Work instructions: Rewrite every line of the data below, replacing "put one dot on every instance" with "mark each instance with a single point" and leaving everything else unchanged. Omit the pictures from your answer.

Records for processing:

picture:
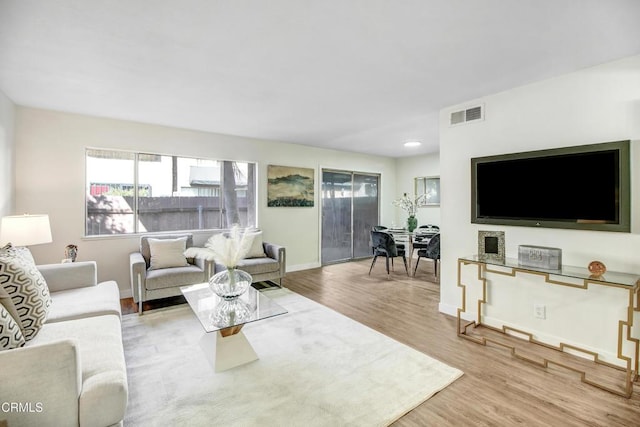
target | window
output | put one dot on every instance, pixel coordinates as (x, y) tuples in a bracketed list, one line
[(140, 192), (428, 190)]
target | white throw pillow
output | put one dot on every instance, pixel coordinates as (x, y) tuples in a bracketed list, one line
[(167, 253), (256, 250)]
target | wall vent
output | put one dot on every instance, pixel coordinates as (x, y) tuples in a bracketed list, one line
[(467, 115)]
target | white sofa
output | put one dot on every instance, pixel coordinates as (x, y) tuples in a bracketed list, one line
[(73, 372)]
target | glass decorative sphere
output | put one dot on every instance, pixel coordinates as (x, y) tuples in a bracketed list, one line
[(230, 313), (230, 284)]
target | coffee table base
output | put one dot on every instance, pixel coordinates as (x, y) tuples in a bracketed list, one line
[(228, 352)]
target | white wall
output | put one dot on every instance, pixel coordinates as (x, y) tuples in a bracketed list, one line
[(7, 144), (594, 105), (407, 169), (50, 148)]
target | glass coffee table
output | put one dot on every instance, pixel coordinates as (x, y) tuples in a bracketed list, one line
[(225, 319)]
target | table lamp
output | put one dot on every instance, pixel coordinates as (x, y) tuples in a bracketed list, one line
[(25, 230)]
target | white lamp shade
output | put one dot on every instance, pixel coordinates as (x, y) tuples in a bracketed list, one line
[(25, 230)]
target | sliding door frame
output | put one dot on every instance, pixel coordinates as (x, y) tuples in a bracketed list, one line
[(351, 225)]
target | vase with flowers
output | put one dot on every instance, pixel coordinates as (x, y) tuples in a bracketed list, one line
[(410, 205), (229, 249)]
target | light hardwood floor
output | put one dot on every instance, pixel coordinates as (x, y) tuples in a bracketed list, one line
[(495, 390)]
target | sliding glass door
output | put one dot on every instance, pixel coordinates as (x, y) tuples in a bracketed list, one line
[(349, 210)]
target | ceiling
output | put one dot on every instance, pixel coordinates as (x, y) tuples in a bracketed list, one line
[(356, 75)]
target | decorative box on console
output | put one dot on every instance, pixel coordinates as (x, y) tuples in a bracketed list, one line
[(540, 256)]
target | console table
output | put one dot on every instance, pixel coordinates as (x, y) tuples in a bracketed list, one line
[(563, 355)]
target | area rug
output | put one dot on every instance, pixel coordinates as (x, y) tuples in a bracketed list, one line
[(316, 367)]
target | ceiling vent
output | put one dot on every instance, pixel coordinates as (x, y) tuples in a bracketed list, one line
[(468, 115)]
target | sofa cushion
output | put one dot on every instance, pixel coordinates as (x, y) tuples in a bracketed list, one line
[(28, 290), (169, 277), (88, 301), (10, 333), (104, 395), (167, 253), (17, 251)]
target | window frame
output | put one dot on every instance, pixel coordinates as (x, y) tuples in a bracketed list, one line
[(135, 205)]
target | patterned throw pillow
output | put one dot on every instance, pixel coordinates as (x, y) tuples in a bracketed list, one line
[(28, 290), (10, 333)]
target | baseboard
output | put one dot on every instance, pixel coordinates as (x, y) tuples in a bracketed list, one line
[(301, 267), (451, 310)]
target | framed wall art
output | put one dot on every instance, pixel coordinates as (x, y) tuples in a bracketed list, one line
[(290, 186), (491, 245)]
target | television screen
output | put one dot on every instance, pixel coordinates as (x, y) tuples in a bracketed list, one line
[(585, 187)]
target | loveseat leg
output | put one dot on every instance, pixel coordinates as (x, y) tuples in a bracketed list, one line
[(139, 295)]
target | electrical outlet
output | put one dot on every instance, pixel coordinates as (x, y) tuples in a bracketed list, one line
[(539, 311)]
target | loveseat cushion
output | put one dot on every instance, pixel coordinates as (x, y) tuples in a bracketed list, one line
[(167, 253), (145, 250), (255, 266), (28, 290), (104, 392), (169, 277), (10, 333), (88, 301)]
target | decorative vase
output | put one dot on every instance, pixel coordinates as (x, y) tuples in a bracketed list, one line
[(412, 223), (230, 283), (230, 313)]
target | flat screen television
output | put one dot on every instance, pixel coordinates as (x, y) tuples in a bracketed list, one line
[(584, 187)]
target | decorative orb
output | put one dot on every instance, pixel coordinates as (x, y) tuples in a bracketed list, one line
[(230, 313), (597, 268), (230, 284)]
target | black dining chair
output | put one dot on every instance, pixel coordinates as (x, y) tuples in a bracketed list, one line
[(384, 245), (385, 229), (431, 251), (422, 236)]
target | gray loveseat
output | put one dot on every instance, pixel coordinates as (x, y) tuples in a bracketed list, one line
[(73, 371), (271, 267), (149, 284)]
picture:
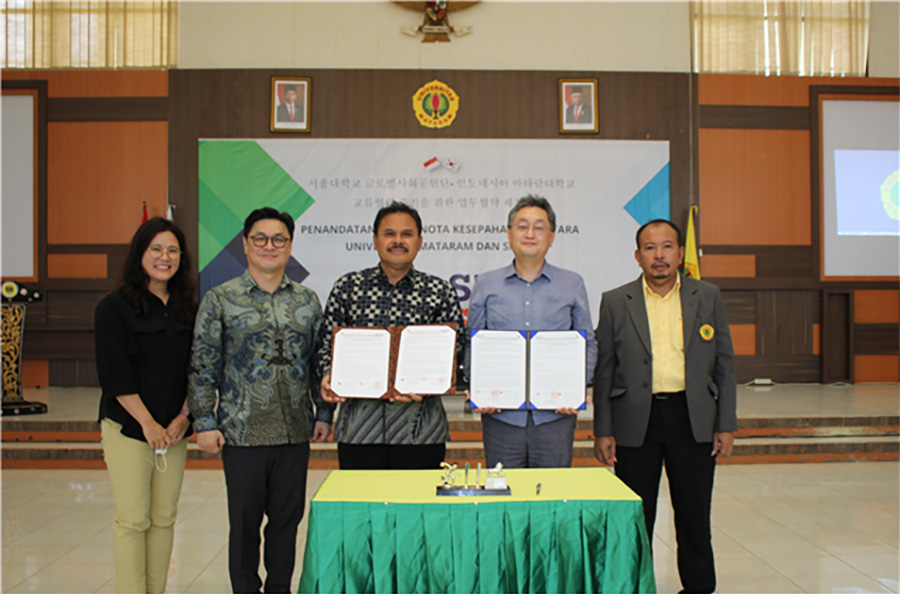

Finished task:
picture:
target | window
output | mark each instance with a single point, pixel coordinates as (x, y) tuples in a bracketed list, one line
[(140, 192), (428, 190)]
target | white throw pillow
output | mark each instance with a single point, pixel coordinates as (x, y) tuples in a bracketed list, one line
[(167, 253), (256, 250)]
target | wall vent
output | mark each instance with a single point, pixel coordinates as (x, y) tuples in a bracketed list, one line
[(467, 115)]
target | white sofa
output | mark each instance with a single point, pixel coordinates as (x, y) tuples in a bracketed list, one line
[(73, 372)]
target | glass decorative sphere
output | mark each instance with a single point, pixel coordinates as (x, y) tuples in a bracketed list, one line
[(230, 313), (230, 284)]
target | coffee table base
output | mark each instance with a single point, pixel coordinates as (x, y) tuples in a bracketed list, one line
[(228, 352)]
target | white wall
output | mark each instance with a single point, pixel coordinates as (x, y) tuples in a bracketed list, one line
[(7, 144), (594, 105), (407, 169), (50, 148)]
target | glass coffee table
output | mark each instance with a single point, pixel coordinates as (x, y) tuples in a bracketed list, one line
[(225, 319)]
target | table lamp
output | mark each instance with a single point, pixel coordinates as (x, y) tuples in a bracketed list, one line
[(25, 230)]
target | white lamp shade
output | mark each instance with a single point, pixel coordinates as (x, y) tuples in a bracketed list, one line
[(25, 230)]
target | sliding door frame
output | mark each instance with a single point, pixel coordinates as (x, y) tuples in a bracketed list, one line
[(351, 225)]
target | vase with flowers
output | mark each instance with a single point, pixel coordinates as (x, y) tuples in a bracketed list, one line
[(410, 205), (229, 249)]
target | light hardwood floor
output | mark each instance with a single point, pixel coordinates as (x, y) tuples in a bracketed list, one line
[(495, 390)]
target | sliding glass door
output | mark each instance with a single point, pixel coordinates as (x, y) tuples in a bracketed list, one line
[(349, 210)]
target | ceiling
output | mark each instance with a single point, pixel coordinates as (x, y) tuples in a bracketed list, one line
[(356, 75)]
target | decorative box on console
output | mark each instance with a single point, pixel coordinates as (x, y) tuples in a bracketed list, one line
[(540, 256)]
target | console table
output | mark each instance with a single point, pixel coordinates as (x, y) tuples in a bracketed list, one line
[(563, 355)]
target | area rug
output | mark each instance with a single point, pixel coordinates as (x, y) tuples in a bracketed list, one line
[(316, 367)]
target | ceiling vent
output | mark each instance with a single point, pixel coordinates as (x, y) tuples in a bracketed list, one line
[(468, 115)]
target | sofa cushion
output | mark each instance with a single point, pixel coordinates as (x, y) tuples in a bracketed list, one line
[(28, 290), (169, 277), (88, 301), (10, 333), (104, 395), (167, 253), (17, 251)]
target | window frame
output | mark each instance with a single point, pixel coordinates as (x, y) tuples in a bracketed list, one line
[(135, 205)]
target | patterned throw pillow
output | mark each instance with a single point, pixel coordinates as (x, y) tuples in a bracketed list, one line
[(28, 290), (10, 333)]
target | baseboard
output | mark each instance with a single point, pixel coordinates as (x, y) tuples in a bracketed list, one line
[(301, 267), (451, 310)]
target | framed wall art
output | mark each instance with a single point, pixel coordinates as (x, y) tuples in a bracketed list, one line
[(290, 186), (491, 245)]
target | television screen
output | mark each instance with a single point, pixel coordinates as (x, y) tuples in a bracketed list, one line
[(585, 187)]
target | loveseat leg
output | mark each instance with a single point, pixel coordinates as (x, y) tuples in a bracketed list, one line
[(139, 295)]
target | electrical outlet
output | mark each instance with a single point, pixel coordinates as (x, y) tuples in a bracketed list, one line
[(539, 311)]
target | loveseat cushion
output | mark each instance with a single point, pixel coordinates as (x, y) tuples in a bracketed list, one line
[(167, 253), (145, 250), (255, 266), (28, 290), (104, 392), (169, 277), (10, 333), (88, 301)]
target | decorative vase
output | mark each instance with a single point, pixel coordinates as (x, y) tuples in a bracketed list, one line
[(412, 223), (230, 283), (230, 313)]
target | flat screen television
output | mark each instance with a single point, pixel coordinates as (x, y) tuples in a bracketed list, one line
[(584, 187)]
target | decorative orb
output | mark each instance with a single point, pixel coordinates as (x, y) tuples in a bracketed list, one line
[(230, 313), (597, 268), (230, 284)]
target | black dining chair
output | mark each instance with a single point, pixel coordinates as (x, y) tuples in a bracketed list, one line
[(384, 245), (385, 229), (431, 251), (422, 236)]
target | gray loveseat
output | mark each instance with a single point, pixel coordinates as (x, y) tuples in a bracketed list, one line
[(73, 371), (271, 267), (149, 284)]
picture:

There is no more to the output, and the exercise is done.